→ **ABOUT THIS TASK**: Your answer must be every line of the data that contains "alloy".

[AVAILABLE DATA]

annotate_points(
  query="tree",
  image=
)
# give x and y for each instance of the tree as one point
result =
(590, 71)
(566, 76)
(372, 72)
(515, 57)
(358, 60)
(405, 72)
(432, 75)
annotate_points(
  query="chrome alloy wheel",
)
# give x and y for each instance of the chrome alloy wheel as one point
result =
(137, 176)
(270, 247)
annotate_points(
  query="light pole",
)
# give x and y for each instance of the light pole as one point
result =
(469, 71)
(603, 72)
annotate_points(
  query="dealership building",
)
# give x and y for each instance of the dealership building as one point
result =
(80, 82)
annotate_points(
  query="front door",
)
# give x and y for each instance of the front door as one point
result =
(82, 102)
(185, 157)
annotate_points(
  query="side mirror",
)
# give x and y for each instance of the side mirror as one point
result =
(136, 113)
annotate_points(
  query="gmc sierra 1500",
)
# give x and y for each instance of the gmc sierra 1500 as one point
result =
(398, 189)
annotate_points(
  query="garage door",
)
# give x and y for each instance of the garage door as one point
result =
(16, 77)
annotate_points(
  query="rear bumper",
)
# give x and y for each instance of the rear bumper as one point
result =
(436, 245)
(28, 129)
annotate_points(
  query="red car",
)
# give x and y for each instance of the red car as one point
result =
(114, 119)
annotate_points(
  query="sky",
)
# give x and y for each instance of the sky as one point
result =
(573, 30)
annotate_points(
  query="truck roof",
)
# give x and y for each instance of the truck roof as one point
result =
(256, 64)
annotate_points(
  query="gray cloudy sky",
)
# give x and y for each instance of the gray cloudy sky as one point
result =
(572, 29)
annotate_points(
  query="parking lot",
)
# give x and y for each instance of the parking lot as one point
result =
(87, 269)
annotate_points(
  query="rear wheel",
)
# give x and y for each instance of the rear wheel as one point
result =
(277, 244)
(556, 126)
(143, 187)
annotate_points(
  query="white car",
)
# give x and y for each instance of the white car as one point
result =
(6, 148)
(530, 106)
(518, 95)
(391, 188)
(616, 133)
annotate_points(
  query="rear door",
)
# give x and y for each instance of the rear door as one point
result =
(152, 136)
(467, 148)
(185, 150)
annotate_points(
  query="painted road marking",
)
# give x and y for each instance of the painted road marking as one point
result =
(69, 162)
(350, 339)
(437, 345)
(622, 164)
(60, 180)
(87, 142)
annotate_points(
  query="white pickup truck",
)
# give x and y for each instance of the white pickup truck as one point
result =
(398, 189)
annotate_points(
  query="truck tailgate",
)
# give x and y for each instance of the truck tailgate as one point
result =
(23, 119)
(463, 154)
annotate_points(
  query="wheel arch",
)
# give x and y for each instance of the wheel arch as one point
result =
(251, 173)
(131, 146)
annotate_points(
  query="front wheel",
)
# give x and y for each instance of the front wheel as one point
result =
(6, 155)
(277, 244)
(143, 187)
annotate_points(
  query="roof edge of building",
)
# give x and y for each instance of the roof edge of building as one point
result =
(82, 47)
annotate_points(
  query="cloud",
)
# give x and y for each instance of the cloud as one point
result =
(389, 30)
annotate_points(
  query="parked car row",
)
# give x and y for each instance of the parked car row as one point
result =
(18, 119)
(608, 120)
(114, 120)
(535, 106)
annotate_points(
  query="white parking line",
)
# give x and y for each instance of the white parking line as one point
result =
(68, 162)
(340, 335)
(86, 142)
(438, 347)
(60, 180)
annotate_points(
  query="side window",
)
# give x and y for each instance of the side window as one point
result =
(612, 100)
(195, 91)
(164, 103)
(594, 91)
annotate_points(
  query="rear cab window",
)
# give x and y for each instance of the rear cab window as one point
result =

[/AVAILABLE DATA]

→ **SOLUTION TO THIS PROBLEM**:
  query="chrome alloy wheel",
# give x and y for each instance of the chrome alloy wheel as one point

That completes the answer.